>> BEGIN Dataset records

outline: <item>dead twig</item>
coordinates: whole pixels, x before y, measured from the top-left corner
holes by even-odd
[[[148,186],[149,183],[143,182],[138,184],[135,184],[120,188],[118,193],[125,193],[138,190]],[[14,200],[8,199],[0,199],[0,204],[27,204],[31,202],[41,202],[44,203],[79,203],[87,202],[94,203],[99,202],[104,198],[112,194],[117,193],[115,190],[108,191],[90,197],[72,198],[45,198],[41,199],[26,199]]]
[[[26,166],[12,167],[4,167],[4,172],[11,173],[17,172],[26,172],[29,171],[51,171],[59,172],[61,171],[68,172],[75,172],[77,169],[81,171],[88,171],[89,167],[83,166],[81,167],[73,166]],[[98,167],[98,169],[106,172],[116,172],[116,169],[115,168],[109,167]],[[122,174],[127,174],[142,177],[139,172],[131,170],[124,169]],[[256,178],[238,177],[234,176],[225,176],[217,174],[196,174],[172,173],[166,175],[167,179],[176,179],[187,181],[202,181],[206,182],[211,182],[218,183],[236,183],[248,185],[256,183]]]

>> END Dataset records

§ **Task goal**
Recast the records above as a Markdown table with the columns "Row" and "Text", putting each line's number under "Row" and the line itself under "Text", and leaving out blank lines.

§ **Result of this task**
| Row | Text |
|---|---|
| 1 | outline: <item>dead twig</item> |
| 2 | coordinates: whole pixels, x before y, measured from the top-left corner |
| 3 | holes by even-odd |
| 4 | [[[148,186],[149,183],[143,182],[138,184],[135,184],[120,188],[118,193],[125,193],[138,190]],[[14,200],[8,199],[0,199],[0,204],[27,204],[31,202],[41,202],[44,203],[79,203],[87,202],[94,203],[99,202],[104,198],[112,194],[117,193],[115,190],[108,191],[90,197],[72,198],[45,198],[41,199],[26,199]]] |
| 5 | [[[26,166],[12,167],[4,167],[4,172],[11,173],[17,172],[26,172],[29,171],[51,171],[59,172],[61,171],[68,172],[75,172],[77,169],[81,171],[88,171],[89,167],[83,166],[81,167],[73,166]],[[98,167],[98,169],[106,172],[116,172],[116,169],[115,168],[109,167]],[[122,174],[127,174],[142,177],[139,172],[131,170],[124,169]],[[256,178],[238,177],[234,176],[225,176],[217,174],[196,174],[172,173],[166,175],[167,179],[176,179],[187,181],[202,181],[206,182],[211,182],[218,183],[236,183],[248,185],[256,183]]] |